* **Your goal**
The required output is the line containing "TARGET = blue denim shirt" through the final line of the material below, printed exactly, with no other lines.

Dataset rows on where objects appear:
┌──
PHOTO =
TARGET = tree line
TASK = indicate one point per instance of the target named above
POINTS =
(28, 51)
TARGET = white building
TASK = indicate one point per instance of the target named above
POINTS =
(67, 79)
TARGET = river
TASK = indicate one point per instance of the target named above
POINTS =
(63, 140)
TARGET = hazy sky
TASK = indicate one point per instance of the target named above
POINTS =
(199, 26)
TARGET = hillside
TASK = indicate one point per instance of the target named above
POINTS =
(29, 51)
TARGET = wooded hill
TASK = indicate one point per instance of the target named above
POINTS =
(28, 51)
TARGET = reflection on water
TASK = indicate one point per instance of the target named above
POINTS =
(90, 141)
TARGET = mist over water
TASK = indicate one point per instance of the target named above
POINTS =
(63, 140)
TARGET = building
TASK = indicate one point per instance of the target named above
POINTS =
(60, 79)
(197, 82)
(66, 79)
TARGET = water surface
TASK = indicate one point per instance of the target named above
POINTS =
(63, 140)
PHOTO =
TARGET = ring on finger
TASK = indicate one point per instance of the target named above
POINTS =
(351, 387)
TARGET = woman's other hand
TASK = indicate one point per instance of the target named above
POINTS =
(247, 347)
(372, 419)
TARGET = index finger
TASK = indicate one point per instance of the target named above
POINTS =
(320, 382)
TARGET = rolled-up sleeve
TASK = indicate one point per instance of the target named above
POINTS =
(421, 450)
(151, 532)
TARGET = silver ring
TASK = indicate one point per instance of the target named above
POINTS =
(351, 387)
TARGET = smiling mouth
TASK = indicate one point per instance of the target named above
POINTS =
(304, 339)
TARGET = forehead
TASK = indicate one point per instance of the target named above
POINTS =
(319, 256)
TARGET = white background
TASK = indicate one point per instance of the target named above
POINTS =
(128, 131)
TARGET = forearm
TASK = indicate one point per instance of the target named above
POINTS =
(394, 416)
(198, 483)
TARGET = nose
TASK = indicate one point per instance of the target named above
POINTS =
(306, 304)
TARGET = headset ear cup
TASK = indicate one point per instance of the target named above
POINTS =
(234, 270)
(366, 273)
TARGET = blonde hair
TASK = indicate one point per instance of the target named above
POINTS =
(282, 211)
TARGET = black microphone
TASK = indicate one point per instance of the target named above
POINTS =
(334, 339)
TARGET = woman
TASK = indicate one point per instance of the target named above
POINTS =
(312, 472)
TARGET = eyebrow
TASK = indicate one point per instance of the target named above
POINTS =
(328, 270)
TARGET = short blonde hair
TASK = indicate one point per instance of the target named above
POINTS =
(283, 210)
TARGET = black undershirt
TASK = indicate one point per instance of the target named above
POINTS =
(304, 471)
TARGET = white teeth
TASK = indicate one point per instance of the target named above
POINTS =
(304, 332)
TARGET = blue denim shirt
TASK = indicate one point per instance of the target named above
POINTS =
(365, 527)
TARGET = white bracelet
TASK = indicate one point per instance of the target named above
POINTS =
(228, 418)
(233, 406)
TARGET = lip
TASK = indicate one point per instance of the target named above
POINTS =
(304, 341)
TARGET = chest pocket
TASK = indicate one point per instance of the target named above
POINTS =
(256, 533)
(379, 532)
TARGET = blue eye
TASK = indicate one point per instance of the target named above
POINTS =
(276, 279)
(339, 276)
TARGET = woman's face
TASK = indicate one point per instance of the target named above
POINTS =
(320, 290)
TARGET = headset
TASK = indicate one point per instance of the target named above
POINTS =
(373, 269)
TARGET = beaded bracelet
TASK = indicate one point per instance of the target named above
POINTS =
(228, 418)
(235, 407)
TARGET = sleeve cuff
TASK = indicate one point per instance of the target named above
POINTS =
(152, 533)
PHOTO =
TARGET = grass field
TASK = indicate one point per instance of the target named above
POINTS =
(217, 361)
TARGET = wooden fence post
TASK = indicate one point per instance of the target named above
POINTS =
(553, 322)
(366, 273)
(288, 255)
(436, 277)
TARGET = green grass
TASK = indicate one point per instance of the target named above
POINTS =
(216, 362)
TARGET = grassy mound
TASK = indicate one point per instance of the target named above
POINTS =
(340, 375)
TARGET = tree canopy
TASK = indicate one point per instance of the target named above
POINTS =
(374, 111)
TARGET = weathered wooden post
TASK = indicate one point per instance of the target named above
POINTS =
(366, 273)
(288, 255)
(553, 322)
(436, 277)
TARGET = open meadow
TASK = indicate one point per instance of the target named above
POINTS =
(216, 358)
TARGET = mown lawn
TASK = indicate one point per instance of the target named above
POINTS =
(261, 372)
└──
* **Task output**
TARGET = blue denim shirt
TASK = indicate one point per instance of the target named above
POINTS =
(365, 527)
TARGET = white bracelet
TASK = indicate one point per instance of the target named above
POINTS =
(228, 418)
(233, 406)
TARGET = lip
TASK = indicate one point per instance of the target named above
POINTS =
(304, 341)
TARGET = chest pocket
TASK = indicate one point per instance of the target named above
POINTS =
(256, 533)
(379, 532)
TARGET = blue eye
TASK = indicate one point per instance of the target named above
POINTS =
(276, 279)
(339, 276)
TARGET = woman's face
TASK = indicate one point per instance of the target named above
POINTS =
(320, 290)
TARGET = headset
TASK = indicate one point per instance of the target named above
POINTS =
(373, 269)
TARGET = beaded bracelet
TASK = indicate one point per instance of the target named above
POINTS =
(228, 418)
(235, 407)
TARGET = sleeve cuff
TASK = indicate one point per instance of the target named above
POINTS =
(152, 533)
PHOTO =
TARGET = grass field
TASK = indicate one point per instance of the target named above
POINTS =
(217, 361)
TARGET = wooden fence post
TASK = indicate one point per instance of the target named above
POINTS =
(553, 322)
(366, 273)
(288, 255)
(436, 277)
TARGET = green grass
TASK = indicate one point per instance of the target named above
POINTS =
(216, 362)
TARGET = grassy mound
TASK = indicate one point per instance of the target named above
POINTS =
(340, 375)
TARGET = tree canopy
TASK = indicate one point per instance of the target named above
POINTS =
(374, 111)
TARGET = weathered wooden post
TASK = indicate one point per instance of the target named above
POINTS =
(366, 273)
(288, 255)
(553, 322)
(436, 277)
TARGET = open meadow
TASK = indicate one point per instance of the target named above
POINTS =
(216, 358)
TARGET = mown lawn
TASK = indicate one point per instance of the target named above
POINTS =
(261, 372)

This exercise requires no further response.